DATA ENTRIES

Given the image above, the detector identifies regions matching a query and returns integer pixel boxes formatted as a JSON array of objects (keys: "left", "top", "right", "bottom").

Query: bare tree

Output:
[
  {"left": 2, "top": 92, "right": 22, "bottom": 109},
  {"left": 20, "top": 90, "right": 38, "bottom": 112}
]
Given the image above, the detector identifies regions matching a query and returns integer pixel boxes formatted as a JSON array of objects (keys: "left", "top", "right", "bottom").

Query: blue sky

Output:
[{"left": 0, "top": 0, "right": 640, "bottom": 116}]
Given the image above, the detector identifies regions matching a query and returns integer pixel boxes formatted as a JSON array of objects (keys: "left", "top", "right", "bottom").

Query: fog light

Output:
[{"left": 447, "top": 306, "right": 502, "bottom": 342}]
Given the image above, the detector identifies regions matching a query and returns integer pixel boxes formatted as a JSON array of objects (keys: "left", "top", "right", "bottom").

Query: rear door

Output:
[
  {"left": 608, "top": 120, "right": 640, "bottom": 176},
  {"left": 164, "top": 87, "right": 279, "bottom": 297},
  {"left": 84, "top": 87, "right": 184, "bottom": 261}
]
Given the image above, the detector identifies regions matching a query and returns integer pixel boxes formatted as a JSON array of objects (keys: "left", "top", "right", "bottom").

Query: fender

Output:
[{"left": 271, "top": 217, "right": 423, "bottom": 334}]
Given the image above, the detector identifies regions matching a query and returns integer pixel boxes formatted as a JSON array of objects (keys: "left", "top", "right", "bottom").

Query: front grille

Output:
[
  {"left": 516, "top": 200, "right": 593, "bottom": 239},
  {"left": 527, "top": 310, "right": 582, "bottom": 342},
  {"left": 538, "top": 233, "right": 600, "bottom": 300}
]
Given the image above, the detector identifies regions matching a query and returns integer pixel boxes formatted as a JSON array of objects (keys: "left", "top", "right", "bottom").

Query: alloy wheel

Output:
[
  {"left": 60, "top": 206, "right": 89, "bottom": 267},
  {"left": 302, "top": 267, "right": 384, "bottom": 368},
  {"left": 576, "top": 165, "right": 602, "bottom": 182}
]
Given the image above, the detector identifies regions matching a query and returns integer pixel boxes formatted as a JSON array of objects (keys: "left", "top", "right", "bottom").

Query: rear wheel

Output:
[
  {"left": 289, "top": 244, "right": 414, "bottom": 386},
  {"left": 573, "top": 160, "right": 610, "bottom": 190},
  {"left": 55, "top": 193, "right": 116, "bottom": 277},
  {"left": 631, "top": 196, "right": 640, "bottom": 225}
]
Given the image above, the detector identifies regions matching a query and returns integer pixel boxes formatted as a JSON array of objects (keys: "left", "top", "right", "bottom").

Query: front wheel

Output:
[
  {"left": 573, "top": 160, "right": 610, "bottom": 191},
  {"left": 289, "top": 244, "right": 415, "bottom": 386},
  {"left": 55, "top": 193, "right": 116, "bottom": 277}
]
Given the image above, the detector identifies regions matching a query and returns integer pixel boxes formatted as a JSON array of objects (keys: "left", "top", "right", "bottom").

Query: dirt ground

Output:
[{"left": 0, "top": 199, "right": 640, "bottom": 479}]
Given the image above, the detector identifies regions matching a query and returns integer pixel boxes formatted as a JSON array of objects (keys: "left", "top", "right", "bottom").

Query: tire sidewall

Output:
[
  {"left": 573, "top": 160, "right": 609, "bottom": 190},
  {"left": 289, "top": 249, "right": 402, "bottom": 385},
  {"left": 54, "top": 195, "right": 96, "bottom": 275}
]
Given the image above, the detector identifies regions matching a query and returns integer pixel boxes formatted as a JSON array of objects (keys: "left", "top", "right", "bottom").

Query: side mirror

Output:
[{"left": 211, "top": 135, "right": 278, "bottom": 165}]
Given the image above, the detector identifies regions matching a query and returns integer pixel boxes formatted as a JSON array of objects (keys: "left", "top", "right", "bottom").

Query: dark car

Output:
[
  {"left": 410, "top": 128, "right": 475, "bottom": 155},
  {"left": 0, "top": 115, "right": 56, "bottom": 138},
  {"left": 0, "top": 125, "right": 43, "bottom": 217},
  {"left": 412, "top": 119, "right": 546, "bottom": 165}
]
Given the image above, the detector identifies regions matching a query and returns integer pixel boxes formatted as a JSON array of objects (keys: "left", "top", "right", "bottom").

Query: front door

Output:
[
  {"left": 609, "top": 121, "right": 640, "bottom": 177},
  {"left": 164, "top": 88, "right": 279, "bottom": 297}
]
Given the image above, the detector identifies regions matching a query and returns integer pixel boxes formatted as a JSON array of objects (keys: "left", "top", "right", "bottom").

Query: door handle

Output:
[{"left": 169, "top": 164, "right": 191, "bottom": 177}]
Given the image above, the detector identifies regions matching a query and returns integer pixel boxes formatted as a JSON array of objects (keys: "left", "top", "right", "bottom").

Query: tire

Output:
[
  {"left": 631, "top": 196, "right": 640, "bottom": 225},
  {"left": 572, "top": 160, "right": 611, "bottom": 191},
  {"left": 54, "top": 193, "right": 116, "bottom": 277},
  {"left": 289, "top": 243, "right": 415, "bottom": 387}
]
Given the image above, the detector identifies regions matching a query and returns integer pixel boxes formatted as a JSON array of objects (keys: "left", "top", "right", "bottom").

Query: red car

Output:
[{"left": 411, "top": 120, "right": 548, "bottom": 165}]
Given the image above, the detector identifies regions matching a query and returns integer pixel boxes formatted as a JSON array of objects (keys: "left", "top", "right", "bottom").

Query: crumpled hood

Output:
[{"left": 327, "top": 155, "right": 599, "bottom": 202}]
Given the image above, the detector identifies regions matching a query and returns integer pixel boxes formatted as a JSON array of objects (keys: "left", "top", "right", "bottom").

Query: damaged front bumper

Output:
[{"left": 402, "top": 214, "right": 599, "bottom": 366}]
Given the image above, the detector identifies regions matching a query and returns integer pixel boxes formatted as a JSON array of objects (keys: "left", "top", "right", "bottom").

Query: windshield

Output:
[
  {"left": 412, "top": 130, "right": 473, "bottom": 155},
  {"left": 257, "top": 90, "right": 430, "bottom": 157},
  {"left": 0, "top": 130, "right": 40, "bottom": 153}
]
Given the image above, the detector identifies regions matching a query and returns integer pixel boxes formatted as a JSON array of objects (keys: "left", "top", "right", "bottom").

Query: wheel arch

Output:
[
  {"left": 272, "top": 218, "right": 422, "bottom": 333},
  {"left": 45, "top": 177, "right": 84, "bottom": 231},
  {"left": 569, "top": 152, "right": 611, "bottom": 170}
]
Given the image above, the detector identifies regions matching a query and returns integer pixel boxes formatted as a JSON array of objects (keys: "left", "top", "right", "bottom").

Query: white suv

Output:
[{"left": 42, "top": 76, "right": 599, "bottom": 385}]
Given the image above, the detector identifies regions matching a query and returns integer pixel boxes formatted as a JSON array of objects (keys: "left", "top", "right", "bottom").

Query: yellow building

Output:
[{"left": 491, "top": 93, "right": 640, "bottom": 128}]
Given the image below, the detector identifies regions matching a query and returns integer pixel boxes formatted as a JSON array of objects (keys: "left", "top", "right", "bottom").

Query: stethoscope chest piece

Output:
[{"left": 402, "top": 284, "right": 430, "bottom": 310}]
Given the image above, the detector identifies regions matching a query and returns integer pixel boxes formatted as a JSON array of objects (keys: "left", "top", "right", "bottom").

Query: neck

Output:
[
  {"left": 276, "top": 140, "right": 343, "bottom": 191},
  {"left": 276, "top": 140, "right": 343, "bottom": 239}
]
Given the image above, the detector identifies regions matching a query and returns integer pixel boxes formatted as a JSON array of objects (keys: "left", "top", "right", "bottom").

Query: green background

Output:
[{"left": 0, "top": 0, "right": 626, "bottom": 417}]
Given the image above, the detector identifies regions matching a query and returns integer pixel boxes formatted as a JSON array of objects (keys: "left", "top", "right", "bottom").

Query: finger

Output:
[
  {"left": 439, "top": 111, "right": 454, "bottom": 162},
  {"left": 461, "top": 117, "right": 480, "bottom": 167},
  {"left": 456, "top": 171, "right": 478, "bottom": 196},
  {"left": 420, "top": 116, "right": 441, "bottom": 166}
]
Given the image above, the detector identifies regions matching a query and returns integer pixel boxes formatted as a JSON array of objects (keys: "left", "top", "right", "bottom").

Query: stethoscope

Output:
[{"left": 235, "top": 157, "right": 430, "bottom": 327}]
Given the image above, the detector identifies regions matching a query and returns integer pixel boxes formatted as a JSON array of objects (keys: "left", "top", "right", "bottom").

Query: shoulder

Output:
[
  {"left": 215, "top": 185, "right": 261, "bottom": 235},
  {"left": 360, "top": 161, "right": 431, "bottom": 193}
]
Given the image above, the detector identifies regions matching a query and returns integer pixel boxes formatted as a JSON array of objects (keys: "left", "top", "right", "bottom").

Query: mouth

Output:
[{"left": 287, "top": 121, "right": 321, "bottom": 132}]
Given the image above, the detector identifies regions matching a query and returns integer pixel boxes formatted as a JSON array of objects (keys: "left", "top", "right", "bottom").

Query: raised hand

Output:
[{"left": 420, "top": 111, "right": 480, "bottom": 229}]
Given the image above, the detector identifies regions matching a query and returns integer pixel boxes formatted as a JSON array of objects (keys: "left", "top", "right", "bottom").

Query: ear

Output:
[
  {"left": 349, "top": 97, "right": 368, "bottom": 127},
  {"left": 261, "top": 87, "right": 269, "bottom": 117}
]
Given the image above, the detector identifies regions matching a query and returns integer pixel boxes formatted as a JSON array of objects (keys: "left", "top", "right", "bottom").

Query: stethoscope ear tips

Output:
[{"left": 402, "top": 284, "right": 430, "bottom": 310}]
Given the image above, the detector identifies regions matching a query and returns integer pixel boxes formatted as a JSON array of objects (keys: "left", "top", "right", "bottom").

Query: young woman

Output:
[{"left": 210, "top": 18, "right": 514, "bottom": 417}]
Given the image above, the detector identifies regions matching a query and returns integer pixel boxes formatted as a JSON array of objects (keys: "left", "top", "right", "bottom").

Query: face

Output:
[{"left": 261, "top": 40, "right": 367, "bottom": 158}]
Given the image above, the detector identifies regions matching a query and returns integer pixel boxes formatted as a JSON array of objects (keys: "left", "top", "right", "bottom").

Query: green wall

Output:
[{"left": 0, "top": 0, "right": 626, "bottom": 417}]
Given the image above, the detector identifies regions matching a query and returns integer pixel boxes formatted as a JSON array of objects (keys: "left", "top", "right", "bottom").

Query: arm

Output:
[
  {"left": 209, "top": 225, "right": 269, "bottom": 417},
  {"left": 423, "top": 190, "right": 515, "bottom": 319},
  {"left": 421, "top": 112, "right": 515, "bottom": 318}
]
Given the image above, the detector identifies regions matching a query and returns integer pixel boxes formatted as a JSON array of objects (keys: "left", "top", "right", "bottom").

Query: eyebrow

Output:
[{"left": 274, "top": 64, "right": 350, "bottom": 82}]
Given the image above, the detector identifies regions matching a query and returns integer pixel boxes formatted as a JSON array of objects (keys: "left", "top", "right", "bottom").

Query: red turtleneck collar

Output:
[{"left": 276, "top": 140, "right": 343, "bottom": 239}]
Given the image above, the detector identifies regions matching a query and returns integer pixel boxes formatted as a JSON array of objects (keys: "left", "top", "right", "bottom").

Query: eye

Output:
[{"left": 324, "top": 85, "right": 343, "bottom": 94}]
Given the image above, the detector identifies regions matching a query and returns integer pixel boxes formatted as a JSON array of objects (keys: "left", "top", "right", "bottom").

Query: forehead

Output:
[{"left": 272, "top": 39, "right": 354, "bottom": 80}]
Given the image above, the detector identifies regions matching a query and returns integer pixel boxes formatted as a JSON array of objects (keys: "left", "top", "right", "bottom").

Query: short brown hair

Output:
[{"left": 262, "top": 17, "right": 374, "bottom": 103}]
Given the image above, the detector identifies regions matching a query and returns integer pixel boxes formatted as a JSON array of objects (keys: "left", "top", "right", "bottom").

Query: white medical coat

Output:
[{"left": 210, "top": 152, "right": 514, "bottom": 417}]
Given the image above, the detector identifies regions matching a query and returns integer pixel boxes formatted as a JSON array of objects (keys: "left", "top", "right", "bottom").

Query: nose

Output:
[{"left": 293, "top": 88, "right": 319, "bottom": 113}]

GIVEN EXERCISE
State how many lines in the items above contain the string "stethoscope". Reply with the number alone.

THE SOLUTION
3